Action item>
The post below opens with a short list of things the writer is trying to focus on. Name every item on that list.

Page excerpt>
Trying to focus on simplicity. PMA, 180s, GAL, Validate, Detach, Boundaries. Simplicity helps.
GAL Went for a walk outside after kids went to sleep tonight. We live in a remote area in the woods. Best 30 minutes of my last week, just clearing my headspace while dusk turned to darkness. I felt great about this.
Also decided to go shop for some new clothes tomorrow. This is new for me, in the past I have relied on my W alot. I have a lot of old, shabby looking shirts so a wardrobe improvement is long overdue.
Detach W asked me if I received a b-day card from her D’d friend who I believe is her closest confidante in this ordeal. I said, “Yes” then paused and said “She sends me a card every year, she is so thoughtful. Have you heard from her recently?” Then just listened. Not sure how well I did here.
W also mentioned she is trying to contact MC’s but having no luck finding availability. I said, “OK” and that was that.
180s I am still confused here as many newbies are. On the one hand, I need to 180 from attempting to “fix” things and have R talks. On the other hand, I have also been accused at times of being distant and withholding affection.
I get really confused on 180s. It seems like there are a few categories: - Obviously toxic behaviors (abuse, etc.). - Behaviors which may be viewed as toxic by your spouse, but not yourself -> what do you do here? - Ways to improve (chores, becoming a better parent, etc.) - Conflicting behaviors (don’t chase, but don’t be too distant) -> very confusing to us newbies I think
Anyways - my biggest 180 is just not bringing up the state of our M. I have the constant worry that I am making a huge mistake by not trying one more calm approach, but I’m going with it.
Overall today was a good day, for me. I’m not worried about whether it impacted my M, at least not today. Changing up little things felt great. Not much of an opportunity to work on Boundaries or Validation. PMA is a work in progress.

Supplied material>
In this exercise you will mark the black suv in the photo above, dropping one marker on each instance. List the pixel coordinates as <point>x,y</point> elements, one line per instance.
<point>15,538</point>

Result of this task>
PMA, 180s, GAL, Validate, Detach, Boundaries